-------- SELECTION

About seven years ago, I got a contracting gig for a website that wanted a "sear...

aliswe · on July 19, 2019

I can chime in here that lucene- based solutions are sufficient almost always, for a purely frontend, js-based fuzzy search engine check out fusejs. https://fusejs.io/

hiram112 · on July 20, 2019

Can you explain a bit why ES isn't a good solution for storing data itself?

I inherited a legacy Mongo solution, and all the data is duplicated and indexed in ES, so I've always wondered why we're using both. Mongo has none of the SQL capabilities that would make my life easier, and the types of queries allowed by Mongo could be done with ES.

What are the negatives of ES alone?

manigandham · on July 20, 2019

It's not reliable: https://www.quora.com/Why-shouldnt-I-use-ElasticSearch-as-my...

The v7 upgrade to a new cluster protocol (zen2) has improved things but overall the system has a long history of losing or destroying data. It's better to have a primary OLTP system that's ACID and reliable while using ES as the secondary search source. You can also remove the _source field if you just need matches without the original content.

It's common to see pattern used with a relational database since, as you can see, Mongo doesn't buy you much else as another document-store.

hiram112 · on July 26, 2019

Thank you very much. It seemed like we were just duplicating a bunch of scheme-less json for no reason, but if ES can lose data, that's probably not a good idea.

manigandham · on July 20, 2019

Follow up: MongoDB is adding full-text search capabilities: https://www.youtube.com/watch?v=4QUGWnz-XaA

penagwin · on July 19, 2019

> "if it works, break it and make it better!"

Fix it 'til it breaks is what I always say :D

Needless to say my 3D printer had a lot of down-time haha.

twic · on July 19, 2019

"If it ain't broke, open it up and find out what makes it so bloody special" - i think that's wisdom from the BOFH.

eivarv · on July 19, 2019

Agreed re: using ES as primary storage (which it is NOT meant as) - as far as I can tell, it might even make you in breach of the GDPR [0].

TLDR: Lucene < 7.5 won't merge segments larger than 5GB (default) unless they accumulate 50% deletions.

Delivering a conference talk [1] later this year about it.

[0]: https://www.eivindarvesen.com/blog/2018/09/16/elasticsearch-...

[1]: https://2019.javazone.no/program/3f7cd8a7-a9ea-4874-a7dd-531...

----------------

**REQUIRED WORK:**
1. In the thread, which JavaScript library is suggested for purely frontend fuzzy search?
2. Print the stretch of the thread from "I inherited a" through "the original content.".
None of this work requires the records.

-------- STORED DATA

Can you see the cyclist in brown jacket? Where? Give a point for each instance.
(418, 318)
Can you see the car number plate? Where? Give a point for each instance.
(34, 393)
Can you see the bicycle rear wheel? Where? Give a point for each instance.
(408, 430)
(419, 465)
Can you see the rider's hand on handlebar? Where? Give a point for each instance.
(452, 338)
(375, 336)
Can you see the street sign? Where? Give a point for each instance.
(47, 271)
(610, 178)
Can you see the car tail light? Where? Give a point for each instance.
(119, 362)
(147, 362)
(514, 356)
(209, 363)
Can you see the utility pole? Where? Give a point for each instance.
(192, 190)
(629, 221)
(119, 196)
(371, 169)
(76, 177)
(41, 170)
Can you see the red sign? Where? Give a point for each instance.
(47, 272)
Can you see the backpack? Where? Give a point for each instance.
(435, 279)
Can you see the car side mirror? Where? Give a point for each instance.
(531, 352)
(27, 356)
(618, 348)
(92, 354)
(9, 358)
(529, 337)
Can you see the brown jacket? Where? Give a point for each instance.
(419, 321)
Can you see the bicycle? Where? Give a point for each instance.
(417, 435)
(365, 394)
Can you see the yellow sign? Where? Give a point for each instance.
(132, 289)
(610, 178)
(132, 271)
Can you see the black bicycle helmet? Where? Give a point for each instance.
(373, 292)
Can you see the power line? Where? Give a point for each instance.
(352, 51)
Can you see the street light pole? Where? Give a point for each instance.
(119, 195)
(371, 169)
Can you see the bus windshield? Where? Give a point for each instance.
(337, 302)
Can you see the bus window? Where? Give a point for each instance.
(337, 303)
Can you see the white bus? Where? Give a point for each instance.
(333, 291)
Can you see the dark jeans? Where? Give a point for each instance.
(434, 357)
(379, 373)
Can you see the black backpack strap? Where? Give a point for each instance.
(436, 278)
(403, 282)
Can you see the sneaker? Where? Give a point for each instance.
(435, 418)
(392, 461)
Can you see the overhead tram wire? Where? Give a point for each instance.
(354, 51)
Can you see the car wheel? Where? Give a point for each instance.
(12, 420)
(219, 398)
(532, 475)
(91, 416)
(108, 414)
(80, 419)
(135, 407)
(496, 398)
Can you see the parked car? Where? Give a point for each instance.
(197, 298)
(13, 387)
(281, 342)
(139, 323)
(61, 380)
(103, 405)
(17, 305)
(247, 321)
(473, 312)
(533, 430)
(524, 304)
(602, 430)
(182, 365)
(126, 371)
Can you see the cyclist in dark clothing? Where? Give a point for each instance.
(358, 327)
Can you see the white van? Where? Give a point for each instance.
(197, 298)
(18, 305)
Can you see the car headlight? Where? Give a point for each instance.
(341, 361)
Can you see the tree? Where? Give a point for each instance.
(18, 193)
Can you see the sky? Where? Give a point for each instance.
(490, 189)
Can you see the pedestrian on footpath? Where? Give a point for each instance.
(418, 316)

----------------

**RESULTS FOR THE EXERCISE:**
1. Fuse.js (fusejs)

2.
I inherited a legacy Mongo solution, and all the data is duplicated and indexed in ES, so I've always wondered why we're using both. Mongo has none of the SQL capabilities that would make my life easier, and the types of queries allowed by Mongo could be done with ES.

What are the negatives of ES alone?

manigandham · on July 20, 2019

It's not reliable: https://www.quora.com/Why-shouldnt-I-use-ElasticSearch-as-my...

The v7 upgrade to a new cluster protocol (zen2) has improved things but overall the system has a long history of losing or destroying data. It's better to have a primary OLTP system that's ACID and reliable while using ES as the secondary search source. You can also remove the _source field if you just need matches without the original content.